> TO DO: Reproduce word for word the part of the rows below that opens with the line containing "Compliance review item #47: Confirm the presence of the grass" and runs through the final line of the rows, including both of those lines.

> DATASET EXTRACT:
# # # #

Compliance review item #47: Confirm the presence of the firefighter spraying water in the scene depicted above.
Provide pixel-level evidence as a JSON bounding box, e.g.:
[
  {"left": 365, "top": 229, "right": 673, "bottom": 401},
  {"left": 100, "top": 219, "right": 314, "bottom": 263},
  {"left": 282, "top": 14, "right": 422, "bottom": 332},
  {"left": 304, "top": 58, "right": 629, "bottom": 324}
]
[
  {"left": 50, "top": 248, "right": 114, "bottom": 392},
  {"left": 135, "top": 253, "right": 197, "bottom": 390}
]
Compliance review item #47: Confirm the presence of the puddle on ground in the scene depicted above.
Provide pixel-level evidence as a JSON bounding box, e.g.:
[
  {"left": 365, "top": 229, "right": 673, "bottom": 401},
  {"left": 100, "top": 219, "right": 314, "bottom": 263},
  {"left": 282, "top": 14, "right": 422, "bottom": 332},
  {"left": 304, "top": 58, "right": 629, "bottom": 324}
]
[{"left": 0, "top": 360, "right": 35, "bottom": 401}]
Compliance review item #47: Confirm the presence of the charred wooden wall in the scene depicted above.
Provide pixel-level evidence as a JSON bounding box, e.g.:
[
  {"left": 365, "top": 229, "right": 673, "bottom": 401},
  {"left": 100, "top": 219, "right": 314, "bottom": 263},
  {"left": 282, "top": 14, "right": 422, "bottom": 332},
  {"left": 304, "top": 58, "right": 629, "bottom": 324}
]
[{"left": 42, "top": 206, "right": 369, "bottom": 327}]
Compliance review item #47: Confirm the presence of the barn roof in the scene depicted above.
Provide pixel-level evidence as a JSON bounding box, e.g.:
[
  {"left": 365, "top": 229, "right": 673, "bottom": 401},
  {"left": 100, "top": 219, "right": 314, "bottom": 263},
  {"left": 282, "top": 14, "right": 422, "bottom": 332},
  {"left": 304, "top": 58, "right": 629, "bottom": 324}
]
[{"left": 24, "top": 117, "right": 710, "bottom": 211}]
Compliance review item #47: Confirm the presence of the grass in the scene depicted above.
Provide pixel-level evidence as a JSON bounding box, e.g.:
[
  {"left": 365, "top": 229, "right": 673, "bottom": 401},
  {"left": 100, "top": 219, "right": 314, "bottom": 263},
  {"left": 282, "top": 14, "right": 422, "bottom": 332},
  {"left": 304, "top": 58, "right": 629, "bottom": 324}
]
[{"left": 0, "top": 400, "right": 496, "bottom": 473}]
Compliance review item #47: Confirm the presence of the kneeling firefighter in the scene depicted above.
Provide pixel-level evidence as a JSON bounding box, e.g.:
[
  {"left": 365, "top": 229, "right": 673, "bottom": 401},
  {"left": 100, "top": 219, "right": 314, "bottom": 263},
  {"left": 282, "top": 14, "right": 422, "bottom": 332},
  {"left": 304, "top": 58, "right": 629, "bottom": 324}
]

# # # #

> REPLY TO THE TASK:
Compliance review item #47: Confirm the presence of the grass in the scene depicted above.
Provide pixel-level evidence as a JSON bounding box, e.g.:
[
  {"left": 365, "top": 229, "right": 673, "bottom": 401},
  {"left": 100, "top": 219, "right": 314, "bottom": 263},
  {"left": 282, "top": 14, "right": 422, "bottom": 332},
  {"left": 304, "top": 58, "right": 629, "bottom": 324}
]
[{"left": 0, "top": 400, "right": 496, "bottom": 473}]
Compliance review item #47: Confirm the presence of the kneeling firefighter in the scene depicted above.
Provide pixel-level evidence as a JSON bounding box, e.g.:
[
  {"left": 365, "top": 229, "right": 673, "bottom": 401},
  {"left": 100, "top": 219, "right": 314, "bottom": 263},
  {"left": 282, "top": 14, "right": 422, "bottom": 332},
  {"left": 304, "top": 58, "right": 629, "bottom": 324}
]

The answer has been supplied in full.